(Source material begins)

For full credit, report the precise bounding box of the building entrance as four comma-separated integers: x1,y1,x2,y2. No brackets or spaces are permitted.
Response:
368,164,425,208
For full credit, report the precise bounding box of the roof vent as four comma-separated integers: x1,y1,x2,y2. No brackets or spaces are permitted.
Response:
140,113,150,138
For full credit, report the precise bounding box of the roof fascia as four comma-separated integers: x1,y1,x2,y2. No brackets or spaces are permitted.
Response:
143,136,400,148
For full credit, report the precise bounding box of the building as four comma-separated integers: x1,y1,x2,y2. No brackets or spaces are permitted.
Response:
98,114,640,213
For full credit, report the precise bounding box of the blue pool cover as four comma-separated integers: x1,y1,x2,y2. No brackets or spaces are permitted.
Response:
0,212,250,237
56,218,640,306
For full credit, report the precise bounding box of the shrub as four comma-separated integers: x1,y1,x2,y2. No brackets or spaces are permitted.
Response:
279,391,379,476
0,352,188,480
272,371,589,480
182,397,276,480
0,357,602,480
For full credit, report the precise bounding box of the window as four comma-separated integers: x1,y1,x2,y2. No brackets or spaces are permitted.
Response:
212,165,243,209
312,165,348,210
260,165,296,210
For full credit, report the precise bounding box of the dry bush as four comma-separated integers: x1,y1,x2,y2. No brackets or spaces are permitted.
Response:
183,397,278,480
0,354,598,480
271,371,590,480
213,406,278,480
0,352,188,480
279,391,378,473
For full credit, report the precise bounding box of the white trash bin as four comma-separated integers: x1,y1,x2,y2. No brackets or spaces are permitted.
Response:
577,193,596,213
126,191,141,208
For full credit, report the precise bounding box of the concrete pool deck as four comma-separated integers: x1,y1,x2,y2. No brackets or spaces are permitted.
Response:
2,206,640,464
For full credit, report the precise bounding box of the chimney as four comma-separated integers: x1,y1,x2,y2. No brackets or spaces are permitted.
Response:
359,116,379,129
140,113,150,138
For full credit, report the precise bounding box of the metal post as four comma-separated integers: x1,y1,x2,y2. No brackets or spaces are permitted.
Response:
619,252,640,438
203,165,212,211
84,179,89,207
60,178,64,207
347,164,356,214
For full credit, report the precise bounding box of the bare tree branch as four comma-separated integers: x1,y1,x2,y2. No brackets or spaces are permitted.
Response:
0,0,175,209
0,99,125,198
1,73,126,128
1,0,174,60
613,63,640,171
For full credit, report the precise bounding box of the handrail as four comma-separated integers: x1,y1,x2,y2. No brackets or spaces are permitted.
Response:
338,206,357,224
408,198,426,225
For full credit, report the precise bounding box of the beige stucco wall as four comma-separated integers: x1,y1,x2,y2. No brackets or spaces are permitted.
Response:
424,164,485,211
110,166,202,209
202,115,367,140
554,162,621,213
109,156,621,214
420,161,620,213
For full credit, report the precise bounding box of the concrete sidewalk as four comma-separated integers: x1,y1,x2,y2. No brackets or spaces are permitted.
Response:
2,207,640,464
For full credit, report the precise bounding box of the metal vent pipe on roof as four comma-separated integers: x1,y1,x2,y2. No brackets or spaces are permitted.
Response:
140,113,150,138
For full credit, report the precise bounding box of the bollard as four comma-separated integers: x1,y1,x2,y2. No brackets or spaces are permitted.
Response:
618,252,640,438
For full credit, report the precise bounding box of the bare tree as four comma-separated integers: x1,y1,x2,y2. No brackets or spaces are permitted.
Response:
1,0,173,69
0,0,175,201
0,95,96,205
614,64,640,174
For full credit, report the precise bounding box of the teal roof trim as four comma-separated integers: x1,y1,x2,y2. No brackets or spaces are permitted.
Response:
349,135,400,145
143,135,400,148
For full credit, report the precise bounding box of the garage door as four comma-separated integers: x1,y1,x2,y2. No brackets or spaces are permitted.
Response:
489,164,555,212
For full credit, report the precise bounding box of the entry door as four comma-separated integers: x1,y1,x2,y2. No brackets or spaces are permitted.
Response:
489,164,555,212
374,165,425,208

(Source material ends)

Task goal -> Check each line above for the string "tree" and copy every line that has it.

Worked solution ->
For full credit, report the precise bounding box of the bare tree branch as four comma-separated integers: x1,y1,x2,y2. No brackets or spaces are permitted.
For full credit, report the precise bounding box of the bare tree as four comma-separated integers: x1,y1,x2,y2. No brackets or spaces are permitted.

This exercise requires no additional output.